▶ _JOB_: Write out everything in the records below, from the line containing "Practice. Locate the white fabric" down to the line containing "Target: white rooftop", with both of those lines included. Leave the pictures out of your answer.

>> BEGIN ENTRIES SUPPLIED

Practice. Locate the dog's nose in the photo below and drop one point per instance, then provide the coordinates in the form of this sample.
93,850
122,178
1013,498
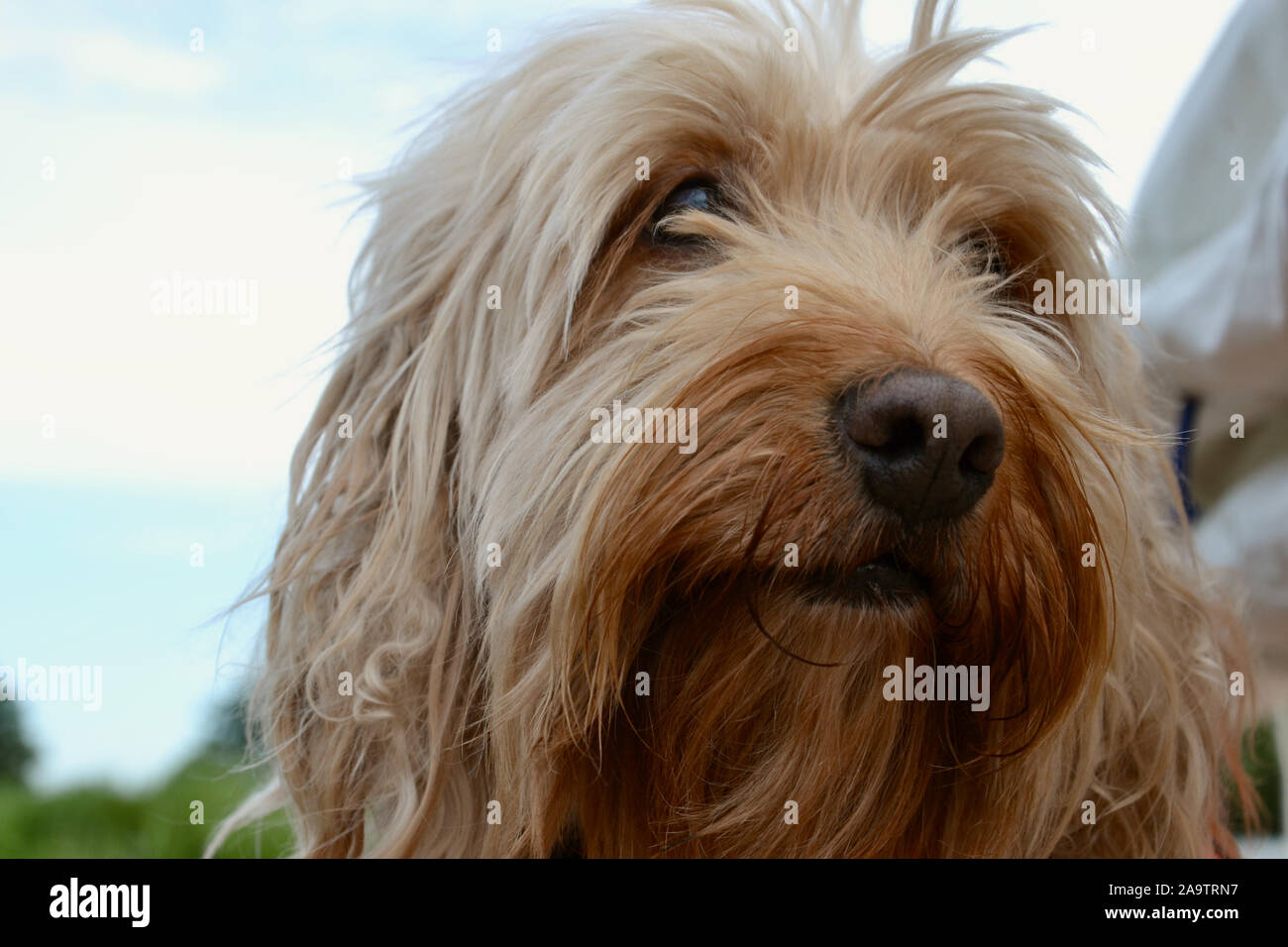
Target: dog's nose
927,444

>> END ENTRIES SUPPLIED
>> BEGIN ENTRIES SUPPLIED

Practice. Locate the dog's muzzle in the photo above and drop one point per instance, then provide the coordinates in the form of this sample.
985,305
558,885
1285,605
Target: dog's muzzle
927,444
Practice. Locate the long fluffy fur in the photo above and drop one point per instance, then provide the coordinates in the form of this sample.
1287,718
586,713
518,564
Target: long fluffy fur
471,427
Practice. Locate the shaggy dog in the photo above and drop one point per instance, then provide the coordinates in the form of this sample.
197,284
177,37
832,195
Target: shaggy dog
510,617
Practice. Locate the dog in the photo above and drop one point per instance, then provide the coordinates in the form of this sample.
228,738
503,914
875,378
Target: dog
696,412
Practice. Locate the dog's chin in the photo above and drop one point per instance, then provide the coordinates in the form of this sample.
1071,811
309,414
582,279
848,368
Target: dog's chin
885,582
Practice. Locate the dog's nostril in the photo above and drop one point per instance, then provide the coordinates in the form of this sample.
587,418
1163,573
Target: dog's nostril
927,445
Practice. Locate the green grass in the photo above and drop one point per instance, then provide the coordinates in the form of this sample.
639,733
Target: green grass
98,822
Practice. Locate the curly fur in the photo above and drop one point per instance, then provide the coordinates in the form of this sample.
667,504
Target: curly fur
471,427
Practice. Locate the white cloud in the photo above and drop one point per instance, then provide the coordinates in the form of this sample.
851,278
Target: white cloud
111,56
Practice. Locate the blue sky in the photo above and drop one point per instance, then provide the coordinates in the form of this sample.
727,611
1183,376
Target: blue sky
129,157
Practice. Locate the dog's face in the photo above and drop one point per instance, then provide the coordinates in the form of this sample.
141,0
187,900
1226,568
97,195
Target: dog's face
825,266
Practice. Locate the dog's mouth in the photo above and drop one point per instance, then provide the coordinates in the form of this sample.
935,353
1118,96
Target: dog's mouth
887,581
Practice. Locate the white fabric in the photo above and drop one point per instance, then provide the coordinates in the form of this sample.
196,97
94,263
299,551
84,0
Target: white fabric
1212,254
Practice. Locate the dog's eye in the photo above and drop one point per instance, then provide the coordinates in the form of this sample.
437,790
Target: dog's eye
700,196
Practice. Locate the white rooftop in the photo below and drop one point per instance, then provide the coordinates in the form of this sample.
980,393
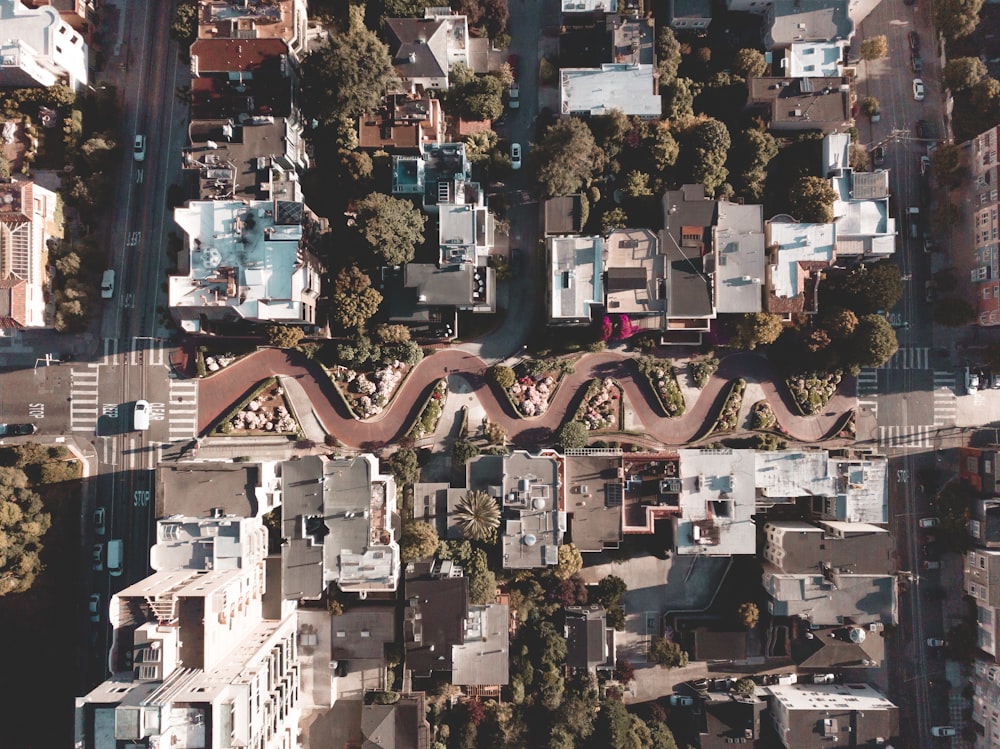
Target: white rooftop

>> END ENTRIES SUPPLIED
>> BEGIN ENTRIES SUPPLIED

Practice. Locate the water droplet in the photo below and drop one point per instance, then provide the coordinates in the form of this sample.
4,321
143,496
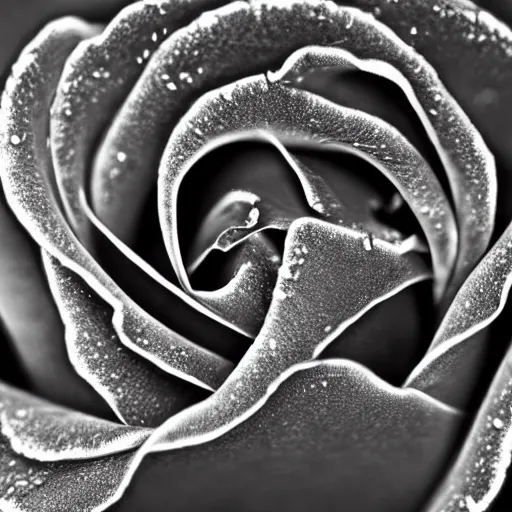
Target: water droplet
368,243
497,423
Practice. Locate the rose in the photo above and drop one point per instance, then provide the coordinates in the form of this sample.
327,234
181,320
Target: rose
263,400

>> END ENTRIES SUPPLIED

▶ _RESULT OF THIS TASK_:
Practice. Locate the white fabric in the photo above and drop one point per instance, then provide the coordinates in the form of this sample.
196,97
94,263
299,551
84,0
Target: white fabric
1212,254
Practice. Locate the dog's eye in the photo above and drop one point per instance, then provide the coordinates in the form of this sample.
437,790
Target: dog's eye
700,196
Practice. Locate the white rooftop in the photo below and drop one point per instance, then provide the coordinates in the form of this sample.
980,393
Target: white rooftop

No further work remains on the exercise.